THE TASK |
Look through the data below for the string "jacket", and copy every line where it turns up.

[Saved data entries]
......

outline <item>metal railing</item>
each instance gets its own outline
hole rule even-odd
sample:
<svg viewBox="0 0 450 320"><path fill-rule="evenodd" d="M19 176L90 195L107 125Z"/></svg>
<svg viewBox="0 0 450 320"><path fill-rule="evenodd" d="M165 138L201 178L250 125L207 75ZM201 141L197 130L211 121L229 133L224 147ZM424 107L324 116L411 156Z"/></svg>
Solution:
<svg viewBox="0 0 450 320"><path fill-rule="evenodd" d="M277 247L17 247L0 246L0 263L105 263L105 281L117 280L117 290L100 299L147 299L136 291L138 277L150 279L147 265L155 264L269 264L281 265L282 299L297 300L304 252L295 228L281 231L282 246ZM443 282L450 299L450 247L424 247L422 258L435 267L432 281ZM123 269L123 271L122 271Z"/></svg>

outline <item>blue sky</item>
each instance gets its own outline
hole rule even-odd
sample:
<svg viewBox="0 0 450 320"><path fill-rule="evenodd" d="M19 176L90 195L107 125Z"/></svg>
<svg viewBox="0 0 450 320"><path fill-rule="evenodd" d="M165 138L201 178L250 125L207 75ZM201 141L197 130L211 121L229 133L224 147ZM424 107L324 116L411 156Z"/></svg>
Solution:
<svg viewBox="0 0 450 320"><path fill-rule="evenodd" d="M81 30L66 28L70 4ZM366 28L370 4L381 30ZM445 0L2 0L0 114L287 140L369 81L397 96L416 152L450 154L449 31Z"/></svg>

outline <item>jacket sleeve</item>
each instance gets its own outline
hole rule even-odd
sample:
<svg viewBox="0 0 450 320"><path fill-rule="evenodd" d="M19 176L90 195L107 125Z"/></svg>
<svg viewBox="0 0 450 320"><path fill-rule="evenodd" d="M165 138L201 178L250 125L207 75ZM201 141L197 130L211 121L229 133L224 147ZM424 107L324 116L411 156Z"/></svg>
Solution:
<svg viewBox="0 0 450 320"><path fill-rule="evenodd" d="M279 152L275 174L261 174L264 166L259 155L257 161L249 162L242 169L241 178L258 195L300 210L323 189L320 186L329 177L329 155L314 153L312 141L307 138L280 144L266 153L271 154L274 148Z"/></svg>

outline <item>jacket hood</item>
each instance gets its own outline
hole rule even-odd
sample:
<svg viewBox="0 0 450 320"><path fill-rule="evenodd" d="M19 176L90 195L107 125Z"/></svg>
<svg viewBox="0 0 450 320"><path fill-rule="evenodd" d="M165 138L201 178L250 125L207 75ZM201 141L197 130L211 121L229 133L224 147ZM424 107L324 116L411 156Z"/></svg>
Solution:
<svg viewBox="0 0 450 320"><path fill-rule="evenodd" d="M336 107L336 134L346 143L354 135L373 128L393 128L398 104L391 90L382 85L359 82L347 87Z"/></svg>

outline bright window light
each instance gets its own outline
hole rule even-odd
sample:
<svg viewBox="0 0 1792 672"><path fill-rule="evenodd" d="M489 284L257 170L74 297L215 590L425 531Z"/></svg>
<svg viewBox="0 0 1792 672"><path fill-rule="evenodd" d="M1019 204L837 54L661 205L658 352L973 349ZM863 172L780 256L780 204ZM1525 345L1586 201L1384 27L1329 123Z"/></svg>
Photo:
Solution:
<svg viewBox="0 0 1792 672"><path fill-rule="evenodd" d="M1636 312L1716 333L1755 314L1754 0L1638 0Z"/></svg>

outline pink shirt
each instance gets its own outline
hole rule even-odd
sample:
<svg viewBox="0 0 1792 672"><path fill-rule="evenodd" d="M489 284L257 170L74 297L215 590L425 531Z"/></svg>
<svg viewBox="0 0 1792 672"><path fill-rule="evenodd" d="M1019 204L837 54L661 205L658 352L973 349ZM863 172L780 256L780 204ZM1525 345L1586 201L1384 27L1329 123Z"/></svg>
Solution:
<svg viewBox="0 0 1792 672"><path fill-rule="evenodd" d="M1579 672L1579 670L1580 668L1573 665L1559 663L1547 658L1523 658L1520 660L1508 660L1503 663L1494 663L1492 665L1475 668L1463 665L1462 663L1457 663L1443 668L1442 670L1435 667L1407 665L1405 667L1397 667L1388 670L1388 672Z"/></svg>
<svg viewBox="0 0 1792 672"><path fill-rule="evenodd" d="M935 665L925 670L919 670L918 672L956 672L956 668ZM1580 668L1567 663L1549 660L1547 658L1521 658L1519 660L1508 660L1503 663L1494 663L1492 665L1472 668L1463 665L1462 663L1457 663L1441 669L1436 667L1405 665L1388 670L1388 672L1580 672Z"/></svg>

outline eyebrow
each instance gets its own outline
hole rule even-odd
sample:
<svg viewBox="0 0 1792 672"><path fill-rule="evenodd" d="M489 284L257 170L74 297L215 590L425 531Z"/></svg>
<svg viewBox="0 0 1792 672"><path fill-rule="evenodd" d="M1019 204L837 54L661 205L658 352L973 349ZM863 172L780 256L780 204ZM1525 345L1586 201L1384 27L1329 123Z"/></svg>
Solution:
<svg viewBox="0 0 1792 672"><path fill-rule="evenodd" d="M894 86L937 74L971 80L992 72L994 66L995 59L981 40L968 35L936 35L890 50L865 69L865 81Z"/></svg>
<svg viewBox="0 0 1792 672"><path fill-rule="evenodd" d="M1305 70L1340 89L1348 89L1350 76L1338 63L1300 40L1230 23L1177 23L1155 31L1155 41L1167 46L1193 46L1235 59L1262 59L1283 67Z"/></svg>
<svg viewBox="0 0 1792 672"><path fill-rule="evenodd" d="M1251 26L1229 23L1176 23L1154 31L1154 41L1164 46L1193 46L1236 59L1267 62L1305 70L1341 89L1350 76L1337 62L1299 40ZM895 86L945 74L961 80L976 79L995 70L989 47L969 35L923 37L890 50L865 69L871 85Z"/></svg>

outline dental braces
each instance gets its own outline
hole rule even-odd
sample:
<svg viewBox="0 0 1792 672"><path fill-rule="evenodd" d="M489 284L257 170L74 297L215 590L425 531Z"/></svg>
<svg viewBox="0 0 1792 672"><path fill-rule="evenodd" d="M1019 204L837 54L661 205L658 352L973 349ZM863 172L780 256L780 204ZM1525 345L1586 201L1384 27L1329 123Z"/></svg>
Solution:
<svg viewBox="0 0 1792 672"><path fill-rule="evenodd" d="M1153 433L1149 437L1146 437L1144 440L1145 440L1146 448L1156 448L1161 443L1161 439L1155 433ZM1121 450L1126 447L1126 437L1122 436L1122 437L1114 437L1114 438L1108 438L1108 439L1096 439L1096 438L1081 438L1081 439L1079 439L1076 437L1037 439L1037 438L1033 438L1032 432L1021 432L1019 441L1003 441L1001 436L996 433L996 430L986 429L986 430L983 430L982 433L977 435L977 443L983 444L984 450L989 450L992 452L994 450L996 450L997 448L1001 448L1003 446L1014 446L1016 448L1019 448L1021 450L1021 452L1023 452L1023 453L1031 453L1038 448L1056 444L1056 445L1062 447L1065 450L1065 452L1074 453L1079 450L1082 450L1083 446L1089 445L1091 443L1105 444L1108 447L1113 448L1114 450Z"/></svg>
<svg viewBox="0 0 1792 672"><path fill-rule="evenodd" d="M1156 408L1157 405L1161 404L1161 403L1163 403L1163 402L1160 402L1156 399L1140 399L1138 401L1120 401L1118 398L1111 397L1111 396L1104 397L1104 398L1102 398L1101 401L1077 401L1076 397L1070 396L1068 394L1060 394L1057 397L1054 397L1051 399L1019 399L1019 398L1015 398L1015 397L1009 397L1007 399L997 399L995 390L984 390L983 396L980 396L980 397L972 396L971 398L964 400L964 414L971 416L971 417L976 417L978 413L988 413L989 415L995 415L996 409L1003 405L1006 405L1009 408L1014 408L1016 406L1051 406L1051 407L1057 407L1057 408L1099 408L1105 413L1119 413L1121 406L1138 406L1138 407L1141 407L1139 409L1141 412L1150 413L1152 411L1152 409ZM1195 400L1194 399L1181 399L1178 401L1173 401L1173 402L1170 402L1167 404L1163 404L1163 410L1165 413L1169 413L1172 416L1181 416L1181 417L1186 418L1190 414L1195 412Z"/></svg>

......

EXERCISE RESPONSE |
outline <item>jacket sleeve</item>
outline <item>jacket hood</item>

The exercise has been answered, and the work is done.